# Raw records:
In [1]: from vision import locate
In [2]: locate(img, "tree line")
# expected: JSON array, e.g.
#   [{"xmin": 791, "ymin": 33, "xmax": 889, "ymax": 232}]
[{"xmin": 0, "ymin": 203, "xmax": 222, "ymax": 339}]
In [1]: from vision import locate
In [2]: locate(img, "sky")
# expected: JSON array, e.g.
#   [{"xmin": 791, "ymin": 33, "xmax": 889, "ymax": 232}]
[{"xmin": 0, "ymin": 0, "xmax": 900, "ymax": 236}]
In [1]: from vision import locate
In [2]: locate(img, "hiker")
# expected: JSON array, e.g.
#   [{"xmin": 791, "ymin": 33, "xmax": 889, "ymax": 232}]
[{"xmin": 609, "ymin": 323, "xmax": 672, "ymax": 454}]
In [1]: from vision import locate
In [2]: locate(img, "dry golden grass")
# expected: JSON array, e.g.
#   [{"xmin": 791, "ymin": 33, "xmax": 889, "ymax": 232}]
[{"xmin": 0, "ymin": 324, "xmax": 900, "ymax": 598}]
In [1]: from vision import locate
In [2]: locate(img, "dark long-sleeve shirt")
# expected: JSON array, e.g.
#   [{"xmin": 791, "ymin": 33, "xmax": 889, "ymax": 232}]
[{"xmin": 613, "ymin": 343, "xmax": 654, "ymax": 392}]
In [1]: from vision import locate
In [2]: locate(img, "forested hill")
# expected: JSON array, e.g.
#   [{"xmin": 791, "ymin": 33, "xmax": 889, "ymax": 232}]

# Problem statement:
Return all of the rows above verbatim, line for line.

# Answer to the task:
In [1]: from vision import locate
In [2]: locate(img, "tree line")
# expected: JSON array, e.g.
#   [{"xmin": 791, "ymin": 33, "xmax": 889, "ymax": 232}]
[{"xmin": 0, "ymin": 203, "xmax": 222, "ymax": 339}]
In [1]: from vision import locate
In [2]: locate(img, "sky")
# expected: JSON array, e.g.
#   [{"xmin": 791, "ymin": 33, "xmax": 889, "ymax": 232}]
[{"xmin": 0, "ymin": 0, "xmax": 900, "ymax": 236}]
In [1]: from vision import locate
In [2]: locate(img, "hiker")
# expected: JSON array, e.g.
#   [{"xmin": 791, "ymin": 33, "xmax": 889, "ymax": 232}]
[{"xmin": 609, "ymin": 323, "xmax": 672, "ymax": 454}]
In [1]: from vision import locate
In [2]: locate(img, "dry golden grass")
# expected: JSON array, e.g.
#   [{"xmin": 791, "ymin": 33, "xmax": 889, "ymax": 232}]
[{"xmin": 0, "ymin": 324, "xmax": 900, "ymax": 598}]
In [1]: from vision import locate
In [2]: locate(img, "dark long-sleeve shirt")
# expected: JSON array, e.g.
#   [{"xmin": 791, "ymin": 33, "xmax": 889, "ymax": 232}]
[{"xmin": 613, "ymin": 343, "xmax": 654, "ymax": 392}]
In [1]: from vision import locate
In [2]: locate(img, "forested hill")
# expected: JSON array, e.g.
#   [{"xmin": 791, "ymin": 33, "xmax": 889, "ymax": 232}]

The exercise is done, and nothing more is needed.